● **Votre consigne**:
Dans la critique de l'album du quartette de Theo Jörgensmann, quel instrument remplace le piano ?

==== Texte à lire

On ne peut pas dire que la scène jazz allemande soit la plus exposée qui soit, c’est même un euphémisme. Voilà pourquoi cet ovni musical surgi de nulle part surprend autant. Un quartette de musiciens d’outre-Rhin, un leader clarinettiste, pas de piano mais un vibraphone en remplacement, et le tout sur un petit label teuton sont autant de raisons de s’étonner. A priori, le pari n’est pas gagné d’avance, car du côté de la clarinette les candidats ne se bousculent pas beaucoup pour renouveler l’instrument depuis Jimmy Giuffre -à l’exception peut-être de Sclavis, mais surtout à la clarinette basse.

Et pourtant la musique de Theo Jörgensmann éclate de tous côtés. Sa sonorité limpide et empreinte de classicisme, son jeu subtil et inventif tranchent d’emblée avec les productions actuelles. Il invente une forme épurée voire dépouillée, qui pourrait s’apparenter à l’univers ECM. Ici flotte une rigueur presque palpable, tranchante même. Le vibraphone de Christopher Dell repousse tout ce qu’on a pu entendre de cet instrument, avec un jeu d’une rare liberté, donnant souvent l’impression d’entendre une boîte à musique jouée à l’envers (Ta Eko Mo). Le ton général de l’album reste malgré tout assez froid, notamment sur les deux derniers morceaux, où malgré le titre Couleurs en mouvement on assiste à un dégradé de gris et de blanc un peu clinique. C’est donc bien là le seul point faible du disque : n’avoir pas laissé assez de place à la rythmique, notamment à l’incroyable Klaus Kugel. Véritable artificier de la batterie -sa maîtrise de l’instrument et son jeu foisonnant et éclaté en laisseront plus d’un pantois- rappelant les exploits de Sunny Murray ou de la jeune Susie Ibarra. Il sait aussi manier les percussions avec talent, comme le démontre sa contribution sur Tsenga.

========
==== Données brutes

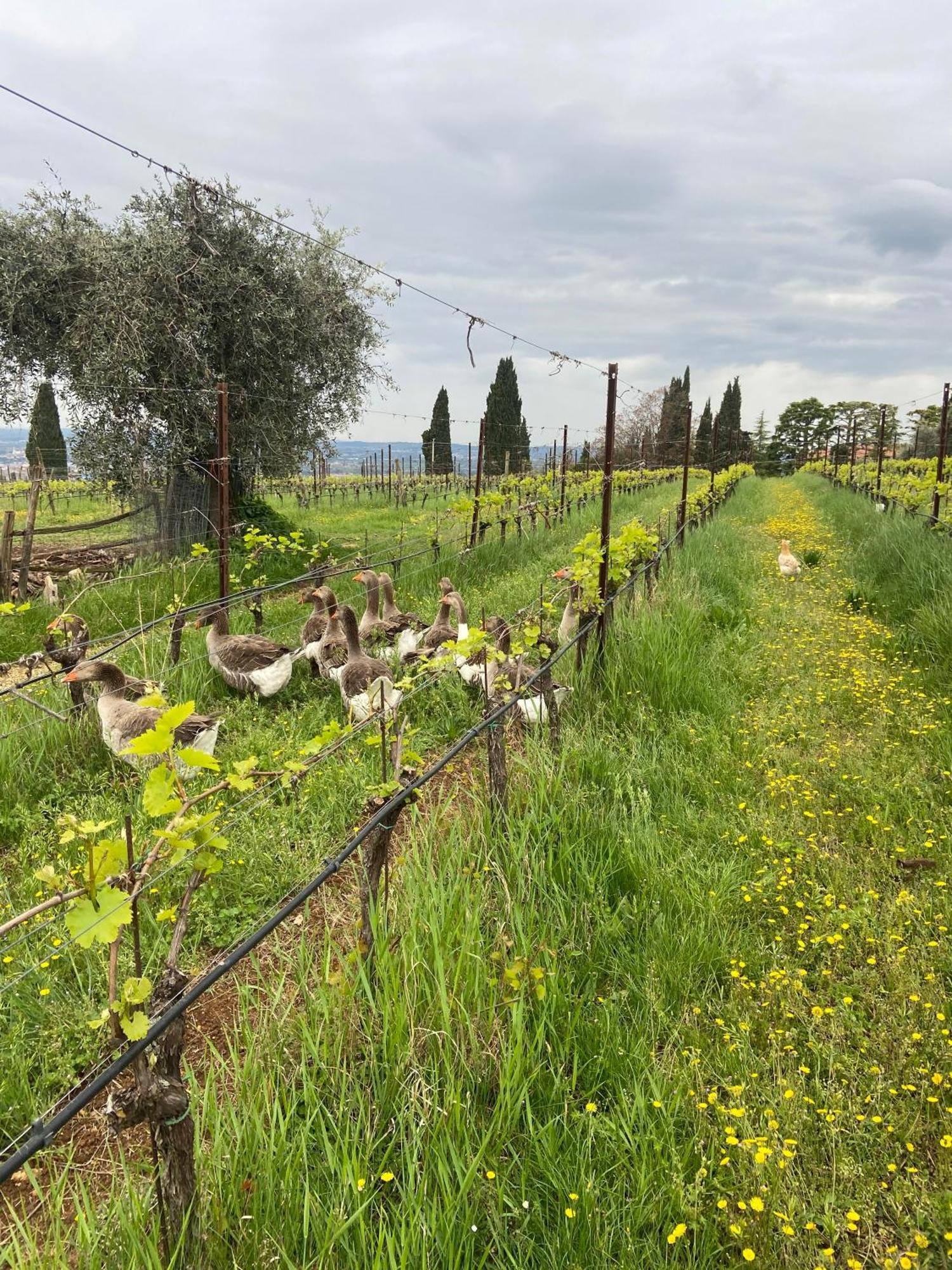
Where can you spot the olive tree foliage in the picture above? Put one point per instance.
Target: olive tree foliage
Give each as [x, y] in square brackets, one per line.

========

● **Réponse rédigée**:
Un vibraphone, joué par Christopher Dell.